-- begin DATA SHOWN --

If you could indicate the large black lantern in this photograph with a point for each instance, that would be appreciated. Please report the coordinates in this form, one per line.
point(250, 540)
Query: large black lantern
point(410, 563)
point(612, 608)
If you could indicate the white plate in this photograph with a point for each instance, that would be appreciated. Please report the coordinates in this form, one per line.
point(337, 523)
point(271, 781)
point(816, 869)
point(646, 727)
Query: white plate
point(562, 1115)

-- end DATA SHOWN --
-- begin DATA SHOWN --

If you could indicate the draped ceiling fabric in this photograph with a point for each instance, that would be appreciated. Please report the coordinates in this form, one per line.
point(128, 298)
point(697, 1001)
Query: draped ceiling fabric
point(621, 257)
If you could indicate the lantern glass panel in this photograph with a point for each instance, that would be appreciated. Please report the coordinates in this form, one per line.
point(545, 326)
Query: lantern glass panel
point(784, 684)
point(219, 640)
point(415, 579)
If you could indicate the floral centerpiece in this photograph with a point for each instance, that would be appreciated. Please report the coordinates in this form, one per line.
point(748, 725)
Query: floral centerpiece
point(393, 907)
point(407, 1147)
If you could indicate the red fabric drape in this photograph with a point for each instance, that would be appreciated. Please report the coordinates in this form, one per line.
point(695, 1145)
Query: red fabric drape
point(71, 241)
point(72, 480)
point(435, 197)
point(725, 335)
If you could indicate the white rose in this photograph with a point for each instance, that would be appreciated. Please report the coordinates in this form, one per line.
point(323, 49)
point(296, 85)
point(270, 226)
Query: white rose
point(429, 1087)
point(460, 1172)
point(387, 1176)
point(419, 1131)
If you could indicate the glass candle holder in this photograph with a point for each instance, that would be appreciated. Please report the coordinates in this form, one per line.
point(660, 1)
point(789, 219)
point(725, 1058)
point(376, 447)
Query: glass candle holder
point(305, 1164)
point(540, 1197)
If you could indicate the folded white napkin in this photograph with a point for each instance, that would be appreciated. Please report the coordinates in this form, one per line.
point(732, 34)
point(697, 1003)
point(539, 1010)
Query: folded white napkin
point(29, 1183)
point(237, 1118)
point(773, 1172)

-- end DATA SHOWN --

Could you write out the listing again from the line with "If you could indicate the large" to the line with "point(562, 1115)", both included, changing "appreciated" to "helpful" and keeping everything else the same?

If you could indicate the large black lantern in this photograph with a point for each instance, that would be helpful. Please report the coordinates in this form, one per line.
point(250, 540)
Query: large black lantern
point(410, 563)
point(612, 608)
If you could indicate the white plate in this photograph with a point for each instance, that would be helpful. Please report the coordinates in this form, one per line.
point(337, 523)
point(271, 781)
point(816, 869)
point(646, 727)
Query: white plate
point(562, 1115)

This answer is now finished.